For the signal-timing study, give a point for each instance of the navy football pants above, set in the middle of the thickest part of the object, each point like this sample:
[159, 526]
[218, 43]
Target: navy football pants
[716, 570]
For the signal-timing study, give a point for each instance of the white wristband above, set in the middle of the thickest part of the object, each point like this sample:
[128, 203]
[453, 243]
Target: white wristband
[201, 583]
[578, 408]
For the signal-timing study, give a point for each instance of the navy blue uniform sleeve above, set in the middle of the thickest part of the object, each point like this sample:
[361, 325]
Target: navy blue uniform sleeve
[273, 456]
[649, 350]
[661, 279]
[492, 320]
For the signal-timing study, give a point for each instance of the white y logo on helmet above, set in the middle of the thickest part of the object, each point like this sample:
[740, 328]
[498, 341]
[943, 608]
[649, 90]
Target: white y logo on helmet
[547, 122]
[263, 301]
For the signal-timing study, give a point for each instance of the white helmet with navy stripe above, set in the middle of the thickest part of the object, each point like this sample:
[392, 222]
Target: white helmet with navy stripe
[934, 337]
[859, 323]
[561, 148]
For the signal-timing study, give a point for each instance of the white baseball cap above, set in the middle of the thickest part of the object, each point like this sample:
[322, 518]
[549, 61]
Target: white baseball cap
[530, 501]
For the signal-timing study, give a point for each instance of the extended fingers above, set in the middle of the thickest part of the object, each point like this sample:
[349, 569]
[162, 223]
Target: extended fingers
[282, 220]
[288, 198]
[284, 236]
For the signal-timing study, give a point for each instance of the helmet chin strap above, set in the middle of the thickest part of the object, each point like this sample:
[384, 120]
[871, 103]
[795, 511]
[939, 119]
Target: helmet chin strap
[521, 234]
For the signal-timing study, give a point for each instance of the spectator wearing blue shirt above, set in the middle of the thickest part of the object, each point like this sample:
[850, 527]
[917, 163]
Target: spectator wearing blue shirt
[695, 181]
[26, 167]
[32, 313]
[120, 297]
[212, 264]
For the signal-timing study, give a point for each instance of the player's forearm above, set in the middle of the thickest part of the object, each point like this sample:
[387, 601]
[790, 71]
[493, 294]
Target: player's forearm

○ ○ ○ ○ ○ ○ ○

→ HOW TO COMPLETE THIS TASK
Give the entries again in full, exactly as they are written.

→ RESPONSE
For the signal-timing study, give a point for each instance of the navy football pants above, set in the middle of the thickest part of the object, each point like this sample:
[159, 526]
[218, 43]
Target: navy football pants
[716, 570]
For the signal-timing study, give a point for each instance of the white wristband above, set in the middle of the thickest part of the object, each point like this sample:
[128, 203]
[453, 243]
Target: white wristband
[201, 583]
[578, 408]
For the signal-timing study, give a point for each instance of the navy blue uniform sleeve above, set in the middle of the thickest part of the object, each point like this sample:
[361, 325]
Target: navy blue uniform sleeve
[273, 456]
[649, 350]
[661, 279]
[492, 320]
For the signal-timing study, give a point for each instance of the white y logo on helmet above, set in the middle of the thickest part of the object, each point like this sample:
[740, 328]
[498, 341]
[943, 608]
[649, 90]
Target: white y logo on helmet
[547, 122]
[263, 301]
For the signal-timing study, give a point for each instance of the white helmet with navy stripe above, set in the middle of the thickest part of the object, each point like this sample:
[392, 222]
Target: white helmet with navy stripe
[934, 337]
[859, 323]
[561, 148]
For the signal-timing study, give a point for each instance of the white baseball cap above, set in the middle of the thickest part of the object, each point like this sample:
[322, 518]
[549, 61]
Target: white baseball cap
[530, 501]
For the signal-timing study, give a point for each instance of the extended fingers above, set in the middle of the thickest part of the object, each point like this sample:
[349, 569]
[162, 223]
Target: extended fingers
[282, 220]
[288, 198]
[284, 236]
For the signal-timing study, give a point for each instance of the helmet chin strap above, set in the middle of the thickest part of the object, each point like this sample:
[384, 120]
[871, 103]
[795, 511]
[939, 119]
Target: helmet chin strap
[521, 234]
For the signal-timing study, give a point for each instance of the spectator wearing blue shirt above, set in the middle of the thickest part of the object, each point like this sample:
[850, 527]
[917, 163]
Target: spectator wearing blue shirt
[695, 181]
[26, 167]
[32, 313]
[120, 297]
[212, 264]
For the signal-timing study, give a point for each instance of the player's forearm above, set in the middle of the thickest part of the object, each point like this sample:
[387, 601]
[790, 71]
[493, 294]
Target: player's forearm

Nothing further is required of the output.